> Records for the task

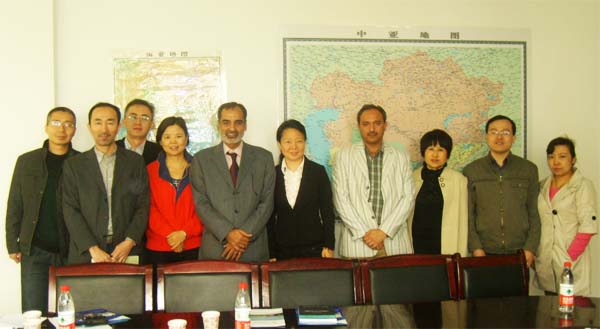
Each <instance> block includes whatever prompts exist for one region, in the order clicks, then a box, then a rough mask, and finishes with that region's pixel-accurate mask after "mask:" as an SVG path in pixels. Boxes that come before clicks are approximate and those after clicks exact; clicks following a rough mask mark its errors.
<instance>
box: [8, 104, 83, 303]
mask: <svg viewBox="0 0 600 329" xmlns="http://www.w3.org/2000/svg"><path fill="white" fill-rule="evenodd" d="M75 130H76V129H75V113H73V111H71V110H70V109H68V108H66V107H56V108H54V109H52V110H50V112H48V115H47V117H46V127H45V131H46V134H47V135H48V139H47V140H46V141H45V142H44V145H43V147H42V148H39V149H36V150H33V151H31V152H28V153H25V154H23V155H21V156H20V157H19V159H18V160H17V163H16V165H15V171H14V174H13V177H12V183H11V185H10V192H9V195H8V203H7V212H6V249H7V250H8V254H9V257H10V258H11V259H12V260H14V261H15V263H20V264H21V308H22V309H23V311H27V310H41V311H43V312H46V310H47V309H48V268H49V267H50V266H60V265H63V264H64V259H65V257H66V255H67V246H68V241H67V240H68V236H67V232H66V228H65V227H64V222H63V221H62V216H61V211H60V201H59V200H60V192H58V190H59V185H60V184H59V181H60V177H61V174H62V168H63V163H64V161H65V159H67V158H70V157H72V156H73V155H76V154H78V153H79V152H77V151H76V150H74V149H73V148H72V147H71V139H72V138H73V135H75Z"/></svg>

==

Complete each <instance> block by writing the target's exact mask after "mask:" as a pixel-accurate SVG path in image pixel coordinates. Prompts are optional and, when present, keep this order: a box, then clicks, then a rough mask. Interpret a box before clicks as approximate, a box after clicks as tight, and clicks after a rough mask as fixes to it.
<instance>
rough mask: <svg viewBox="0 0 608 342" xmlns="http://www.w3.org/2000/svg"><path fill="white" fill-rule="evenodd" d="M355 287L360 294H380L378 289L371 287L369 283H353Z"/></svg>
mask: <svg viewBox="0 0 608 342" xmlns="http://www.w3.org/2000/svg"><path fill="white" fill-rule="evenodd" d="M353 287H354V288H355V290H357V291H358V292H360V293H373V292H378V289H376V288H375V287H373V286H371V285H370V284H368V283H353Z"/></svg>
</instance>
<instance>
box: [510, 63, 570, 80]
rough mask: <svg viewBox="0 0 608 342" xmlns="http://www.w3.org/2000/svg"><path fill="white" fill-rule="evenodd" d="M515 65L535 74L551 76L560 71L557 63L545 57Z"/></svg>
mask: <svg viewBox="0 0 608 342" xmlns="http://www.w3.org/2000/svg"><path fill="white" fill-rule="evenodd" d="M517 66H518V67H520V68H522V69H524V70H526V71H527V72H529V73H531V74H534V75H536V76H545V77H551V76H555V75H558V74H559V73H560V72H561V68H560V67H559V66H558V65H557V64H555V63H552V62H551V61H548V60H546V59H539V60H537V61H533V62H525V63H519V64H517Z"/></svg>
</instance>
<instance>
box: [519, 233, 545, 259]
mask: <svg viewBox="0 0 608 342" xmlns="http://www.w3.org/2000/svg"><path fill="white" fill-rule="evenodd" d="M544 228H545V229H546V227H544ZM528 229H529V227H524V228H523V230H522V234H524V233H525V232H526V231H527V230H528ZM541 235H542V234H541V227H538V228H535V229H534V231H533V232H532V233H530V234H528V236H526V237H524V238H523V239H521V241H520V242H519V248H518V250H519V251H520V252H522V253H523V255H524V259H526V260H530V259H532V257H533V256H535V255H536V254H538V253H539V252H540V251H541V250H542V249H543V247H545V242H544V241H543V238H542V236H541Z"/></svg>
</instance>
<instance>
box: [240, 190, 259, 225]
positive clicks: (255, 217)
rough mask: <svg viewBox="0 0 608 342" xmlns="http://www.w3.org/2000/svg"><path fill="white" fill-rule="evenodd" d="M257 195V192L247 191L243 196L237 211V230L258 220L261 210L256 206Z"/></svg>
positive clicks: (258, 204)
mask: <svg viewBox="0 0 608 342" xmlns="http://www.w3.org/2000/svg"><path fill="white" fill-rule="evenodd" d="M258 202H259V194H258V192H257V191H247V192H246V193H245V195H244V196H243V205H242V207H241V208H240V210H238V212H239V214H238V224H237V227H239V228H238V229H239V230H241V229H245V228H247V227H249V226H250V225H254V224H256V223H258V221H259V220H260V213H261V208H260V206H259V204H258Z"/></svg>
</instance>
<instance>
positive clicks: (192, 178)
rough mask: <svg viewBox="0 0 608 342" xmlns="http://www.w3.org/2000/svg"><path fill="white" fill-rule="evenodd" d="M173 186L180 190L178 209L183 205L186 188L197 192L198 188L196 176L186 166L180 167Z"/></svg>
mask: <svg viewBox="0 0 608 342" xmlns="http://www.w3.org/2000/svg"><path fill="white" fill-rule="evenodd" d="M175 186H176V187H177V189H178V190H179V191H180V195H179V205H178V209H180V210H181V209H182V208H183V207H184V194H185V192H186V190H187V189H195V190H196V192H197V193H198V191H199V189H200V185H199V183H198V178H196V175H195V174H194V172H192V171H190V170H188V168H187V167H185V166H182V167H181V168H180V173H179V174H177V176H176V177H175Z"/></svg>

> Your task
Where does the word "then" occur in the records? Return every line that holds it.

> Answer for the task
Each <instance> block includes whatever prompts exist for one region, in the order clicks, then a box, then a rough mask, and finishes with that region's pixel-accurate mask after "mask:" as an SVG path in pixels. Boxes that come before clicks are approximate and those after clicks exact; clicks following a rough mask mark its errors.
Complete each <instance> block by writing the target's exact mask after "mask:" as a pixel-accurate SVG path in image pixel coordinates. Prompts are optional and, when present, keep this order: a box, then clicks, then a rough mask. Interpret a box before clicks as approximate, a box after clicks as tight, and clicks after a rough mask as fixes to it.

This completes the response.